> GIVEN PROBLEM 1:
Gather every line of the listing below that contains the word "bare".

> TEXT SEGMENT:
Over 9000! ... New sentences! Making context the king of vocab learning

Hi Everyone!

Once again we have the great pleasure of introducing a new type of content to Bunpro that we feel will become a major (positive) turning point in the way that you study Japanese.

On top of grammar, one of the biggest challenges involved in learning Japanese (or any language) is vocabulary. Traditionally vocabulary is learned in the following way:

  • Come across a word you don’t know,
  • Look it up in a dictionary, or by using extensions (breaking your study flow)
  • Read the English translation (taking your brain out of Japanese mode)

This style usually results in an very shallow, short term understanding of the word.

We are taking a bit of a different approach. Our solution will not only keep you in your study flow (and your brain in Japanese mode), but will also greatly increase your exposure time, by giving you the opportunity to form the necessary mental links required to create lasting memories about new words.

:memo: Here is how it works

Every word, in every example sentence, study question, reading passage and grammar writeup will be clickable (many already are!). That’s right… every. single. one.

When you are reading a sentence on Bunpro, there will be times that you will see words that you are not familiar with. We think that, instead of the traditional method, your time is better spent learning the word naturally, through context. Here is an example.

> ENTRIES SUPPLIED:

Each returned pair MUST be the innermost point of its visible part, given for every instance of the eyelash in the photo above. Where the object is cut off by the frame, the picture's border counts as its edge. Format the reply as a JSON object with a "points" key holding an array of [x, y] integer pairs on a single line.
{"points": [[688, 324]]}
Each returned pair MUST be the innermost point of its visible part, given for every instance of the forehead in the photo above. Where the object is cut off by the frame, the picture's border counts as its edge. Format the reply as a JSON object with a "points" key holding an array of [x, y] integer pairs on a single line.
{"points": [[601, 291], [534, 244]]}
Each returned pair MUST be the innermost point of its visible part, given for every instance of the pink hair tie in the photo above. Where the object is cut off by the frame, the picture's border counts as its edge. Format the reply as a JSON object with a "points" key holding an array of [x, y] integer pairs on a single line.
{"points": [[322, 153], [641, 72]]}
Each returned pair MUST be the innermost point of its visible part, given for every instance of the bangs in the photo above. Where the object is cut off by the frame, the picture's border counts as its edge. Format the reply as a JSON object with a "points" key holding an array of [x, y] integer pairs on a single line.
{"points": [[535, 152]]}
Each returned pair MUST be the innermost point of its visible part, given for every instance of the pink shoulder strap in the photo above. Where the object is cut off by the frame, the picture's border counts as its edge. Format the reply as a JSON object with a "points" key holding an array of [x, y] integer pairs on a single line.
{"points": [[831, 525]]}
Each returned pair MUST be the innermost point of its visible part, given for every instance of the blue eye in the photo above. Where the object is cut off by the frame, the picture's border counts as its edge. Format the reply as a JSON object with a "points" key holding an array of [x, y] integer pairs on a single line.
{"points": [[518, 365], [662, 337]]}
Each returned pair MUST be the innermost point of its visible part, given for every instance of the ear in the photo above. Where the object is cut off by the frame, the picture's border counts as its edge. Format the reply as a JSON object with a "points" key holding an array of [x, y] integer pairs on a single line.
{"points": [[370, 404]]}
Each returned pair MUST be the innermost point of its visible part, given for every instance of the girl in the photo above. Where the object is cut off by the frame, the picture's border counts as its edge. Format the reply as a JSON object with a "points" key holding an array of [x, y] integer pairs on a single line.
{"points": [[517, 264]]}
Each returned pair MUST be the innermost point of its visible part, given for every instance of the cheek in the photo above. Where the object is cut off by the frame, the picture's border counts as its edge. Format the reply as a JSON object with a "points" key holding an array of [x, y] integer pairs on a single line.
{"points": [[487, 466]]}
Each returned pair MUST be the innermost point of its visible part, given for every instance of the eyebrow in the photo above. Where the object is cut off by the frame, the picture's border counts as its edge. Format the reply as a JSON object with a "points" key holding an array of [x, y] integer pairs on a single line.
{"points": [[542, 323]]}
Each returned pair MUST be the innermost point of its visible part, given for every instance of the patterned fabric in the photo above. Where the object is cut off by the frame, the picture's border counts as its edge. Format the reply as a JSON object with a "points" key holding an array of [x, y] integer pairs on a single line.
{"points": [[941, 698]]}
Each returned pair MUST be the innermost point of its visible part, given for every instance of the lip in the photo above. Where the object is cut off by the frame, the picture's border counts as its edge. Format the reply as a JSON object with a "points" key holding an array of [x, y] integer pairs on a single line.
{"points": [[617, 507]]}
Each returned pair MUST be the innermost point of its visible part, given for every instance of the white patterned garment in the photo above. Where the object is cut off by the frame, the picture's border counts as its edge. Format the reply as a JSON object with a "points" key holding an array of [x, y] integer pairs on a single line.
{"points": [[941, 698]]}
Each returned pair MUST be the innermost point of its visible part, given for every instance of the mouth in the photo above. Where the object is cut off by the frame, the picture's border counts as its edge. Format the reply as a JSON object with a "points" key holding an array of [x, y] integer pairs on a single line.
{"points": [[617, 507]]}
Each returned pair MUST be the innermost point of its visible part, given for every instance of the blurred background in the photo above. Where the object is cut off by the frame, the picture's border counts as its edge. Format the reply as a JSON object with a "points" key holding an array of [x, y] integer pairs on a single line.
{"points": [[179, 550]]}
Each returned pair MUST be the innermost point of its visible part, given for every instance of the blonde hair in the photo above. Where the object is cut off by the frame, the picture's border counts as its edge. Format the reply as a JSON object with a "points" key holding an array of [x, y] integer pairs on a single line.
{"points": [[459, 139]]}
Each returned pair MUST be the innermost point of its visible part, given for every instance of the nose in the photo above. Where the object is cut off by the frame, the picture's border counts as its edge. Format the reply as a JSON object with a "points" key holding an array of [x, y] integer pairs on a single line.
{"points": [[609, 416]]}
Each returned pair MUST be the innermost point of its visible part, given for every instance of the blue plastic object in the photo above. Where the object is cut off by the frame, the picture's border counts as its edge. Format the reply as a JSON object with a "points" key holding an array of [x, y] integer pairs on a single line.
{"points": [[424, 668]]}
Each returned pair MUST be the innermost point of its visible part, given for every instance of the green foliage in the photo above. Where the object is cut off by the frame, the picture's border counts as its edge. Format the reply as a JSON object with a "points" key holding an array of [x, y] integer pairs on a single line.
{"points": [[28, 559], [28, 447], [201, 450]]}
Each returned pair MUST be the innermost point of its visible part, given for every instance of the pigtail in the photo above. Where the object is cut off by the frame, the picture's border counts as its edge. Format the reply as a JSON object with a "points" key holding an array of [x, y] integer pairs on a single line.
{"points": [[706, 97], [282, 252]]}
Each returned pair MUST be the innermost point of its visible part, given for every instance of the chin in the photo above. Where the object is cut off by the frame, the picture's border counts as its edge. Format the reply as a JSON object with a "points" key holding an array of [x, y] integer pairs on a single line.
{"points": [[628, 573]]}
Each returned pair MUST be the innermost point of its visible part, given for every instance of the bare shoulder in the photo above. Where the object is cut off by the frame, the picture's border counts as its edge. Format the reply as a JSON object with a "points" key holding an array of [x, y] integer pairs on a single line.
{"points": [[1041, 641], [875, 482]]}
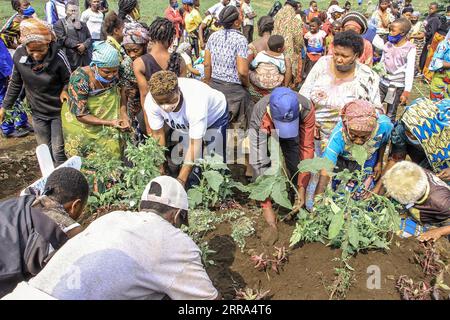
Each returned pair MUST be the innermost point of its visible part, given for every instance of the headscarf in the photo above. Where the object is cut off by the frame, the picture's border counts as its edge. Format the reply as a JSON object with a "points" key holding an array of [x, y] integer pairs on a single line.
{"points": [[135, 33], [356, 17], [105, 55], [183, 47], [228, 16], [126, 7], [359, 115], [266, 23], [35, 30]]}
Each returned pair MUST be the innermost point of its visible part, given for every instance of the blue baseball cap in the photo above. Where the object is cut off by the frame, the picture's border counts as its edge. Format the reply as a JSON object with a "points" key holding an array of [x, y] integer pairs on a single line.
{"points": [[285, 112]]}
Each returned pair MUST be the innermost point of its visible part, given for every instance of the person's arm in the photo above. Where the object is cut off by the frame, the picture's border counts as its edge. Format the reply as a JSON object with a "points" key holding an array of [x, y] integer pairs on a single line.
{"points": [[288, 74], [14, 89], [243, 71], [201, 39], [306, 151], [207, 66], [434, 234], [139, 71], [409, 75], [62, 36], [88, 42], [159, 135], [444, 175], [193, 70], [49, 12], [193, 152]]}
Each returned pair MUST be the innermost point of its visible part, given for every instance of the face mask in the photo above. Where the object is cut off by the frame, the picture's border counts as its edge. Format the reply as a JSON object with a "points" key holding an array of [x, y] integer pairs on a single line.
{"points": [[412, 141], [28, 12], [99, 78], [137, 14], [345, 68], [395, 39], [170, 107]]}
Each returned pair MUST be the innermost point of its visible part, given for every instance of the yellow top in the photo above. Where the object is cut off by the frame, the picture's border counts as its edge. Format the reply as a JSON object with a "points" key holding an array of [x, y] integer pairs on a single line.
{"points": [[192, 20]]}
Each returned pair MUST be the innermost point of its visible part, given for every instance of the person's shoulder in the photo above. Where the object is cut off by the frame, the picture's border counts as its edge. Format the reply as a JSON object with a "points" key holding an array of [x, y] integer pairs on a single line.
{"points": [[385, 123]]}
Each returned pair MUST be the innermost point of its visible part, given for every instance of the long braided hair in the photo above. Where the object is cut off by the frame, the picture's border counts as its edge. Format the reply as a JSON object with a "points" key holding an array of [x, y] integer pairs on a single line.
{"points": [[163, 31], [126, 7]]}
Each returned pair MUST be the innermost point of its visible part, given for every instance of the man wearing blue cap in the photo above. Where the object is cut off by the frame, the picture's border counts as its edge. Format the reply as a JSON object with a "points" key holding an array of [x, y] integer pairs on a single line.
{"points": [[290, 117]]}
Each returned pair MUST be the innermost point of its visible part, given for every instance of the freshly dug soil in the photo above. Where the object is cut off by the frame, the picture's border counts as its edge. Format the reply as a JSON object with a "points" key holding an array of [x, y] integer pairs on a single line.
{"points": [[310, 268], [18, 165]]}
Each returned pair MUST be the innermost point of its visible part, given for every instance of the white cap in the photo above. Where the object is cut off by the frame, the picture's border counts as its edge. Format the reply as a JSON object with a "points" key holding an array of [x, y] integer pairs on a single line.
{"points": [[335, 8], [172, 193]]}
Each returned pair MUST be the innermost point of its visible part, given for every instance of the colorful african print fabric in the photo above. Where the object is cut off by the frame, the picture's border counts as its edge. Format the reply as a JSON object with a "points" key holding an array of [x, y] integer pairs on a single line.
{"points": [[430, 123], [440, 83]]}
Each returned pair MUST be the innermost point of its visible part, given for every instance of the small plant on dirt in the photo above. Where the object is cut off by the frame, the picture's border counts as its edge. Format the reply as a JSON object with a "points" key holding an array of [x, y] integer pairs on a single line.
{"points": [[241, 229], [251, 294], [116, 184], [206, 253], [341, 284], [216, 185], [263, 263], [413, 291], [347, 222]]}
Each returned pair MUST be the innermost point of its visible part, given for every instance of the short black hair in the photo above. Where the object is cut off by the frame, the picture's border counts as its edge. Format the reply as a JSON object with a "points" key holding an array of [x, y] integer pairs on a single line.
{"points": [[66, 185], [316, 20], [434, 4], [408, 9], [275, 43], [404, 23], [112, 21], [15, 4], [350, 39], [161, 209]]}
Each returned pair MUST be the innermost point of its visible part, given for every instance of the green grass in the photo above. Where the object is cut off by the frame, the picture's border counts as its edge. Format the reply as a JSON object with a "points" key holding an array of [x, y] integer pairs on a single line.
{"points": [[153, 8]]}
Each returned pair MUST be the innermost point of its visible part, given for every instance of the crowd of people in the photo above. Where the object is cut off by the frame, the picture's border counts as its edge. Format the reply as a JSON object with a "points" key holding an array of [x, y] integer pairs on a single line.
{"points": [[320, 81]]}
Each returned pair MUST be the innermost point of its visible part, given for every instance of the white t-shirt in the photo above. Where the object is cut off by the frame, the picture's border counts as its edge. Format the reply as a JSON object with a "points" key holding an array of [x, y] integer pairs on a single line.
{"points": [[247, 9], [126, 255], [202, 107], [94, 21]]}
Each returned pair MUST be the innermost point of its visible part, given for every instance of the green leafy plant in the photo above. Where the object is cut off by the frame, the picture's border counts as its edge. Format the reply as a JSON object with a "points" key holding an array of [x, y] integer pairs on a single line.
{"points": [[116, 184], [216, 184], [344, 221]]}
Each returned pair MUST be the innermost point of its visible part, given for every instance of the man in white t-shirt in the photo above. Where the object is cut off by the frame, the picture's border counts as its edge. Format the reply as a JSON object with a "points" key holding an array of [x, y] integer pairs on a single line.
{"points": [[128, 256], [93, 18], [194, 111], [217, 8]]}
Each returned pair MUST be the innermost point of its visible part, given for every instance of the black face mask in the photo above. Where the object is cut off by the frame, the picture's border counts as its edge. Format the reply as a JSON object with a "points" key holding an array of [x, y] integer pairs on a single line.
{"points": [[345, 68]]}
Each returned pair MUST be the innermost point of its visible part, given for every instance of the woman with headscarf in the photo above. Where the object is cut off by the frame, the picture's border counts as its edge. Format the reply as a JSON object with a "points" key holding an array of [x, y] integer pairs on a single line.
{"points": [[288, 26], [43, 70], [162, 34], [423, 134], [437, 38], [265, 28], [357, 22], [440, 66], [417, 36], [226, 64], [135, 41], [129, 10], [94, 113], [360, 125]]}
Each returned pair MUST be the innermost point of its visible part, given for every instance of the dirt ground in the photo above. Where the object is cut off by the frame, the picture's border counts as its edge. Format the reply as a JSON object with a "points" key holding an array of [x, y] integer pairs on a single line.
{"points": [[310, 268], [18, 165]]}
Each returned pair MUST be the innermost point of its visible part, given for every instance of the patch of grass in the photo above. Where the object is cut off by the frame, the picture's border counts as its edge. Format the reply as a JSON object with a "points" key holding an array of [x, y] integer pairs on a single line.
{"points": [[152, 8]]}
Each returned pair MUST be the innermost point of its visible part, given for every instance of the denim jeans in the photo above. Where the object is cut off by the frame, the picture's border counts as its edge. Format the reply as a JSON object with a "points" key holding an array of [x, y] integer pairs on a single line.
{"points": [[49, 132]]}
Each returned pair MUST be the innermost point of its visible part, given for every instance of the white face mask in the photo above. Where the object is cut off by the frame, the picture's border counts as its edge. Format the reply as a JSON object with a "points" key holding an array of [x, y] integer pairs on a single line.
{"points": [[171, 107]]}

> GIVEN PROBLEM 2:
Write the next part of the Bunpro vocabulary announcement, starting right after its final sentence.

> OUTPUT 1:
Each returned pair MUST be the innermost point of its visible part, given for every instance of the bare shoulder in the photo above. Where the object is cut off by the frame, the picture's border counts as its edge. Format the reply as a JSON object with a "points" key holding an array of [x, y] integer pairs on a single line.

> OUTPUT 2:
Let’s say that you see this sentence-


Maybe this is your first time seeing the adjective 新しい, so you click on it (similarly to how you can click on grammar points in sentences currently). You would then be presented with a vocabulary card that includes 8 example sentences. Like this-









As you can see, the example sentences progressively get more difficult, and you will be introduced to several different situations in which that word can be used naturally. There are no translations for these sentences but there is a simple English translation of the vocabulary word that will always be hidden by default.

This is to encourage you to try to read the context sentences that utilize that word first, to see if you can guess/infer the meaning of the word through repeated exposure within those sentences (the same thing a native speaker would do when they see a new word).

Here is how we would guess the meaning of 新しい, purely through using the sentences given.
  1. It’s something that a home can be.
  2. It’s a type of ‘year’ that you can greet with your family.
  3. This school is very beautiful for (A) reason.
  4. These shoes are very shiny, so they must be (A).
  5. This terrorist attack is still (A) in someone’s memory.
  6. Because two countries formed one (A) country, it was the trigger for a civil war occurring.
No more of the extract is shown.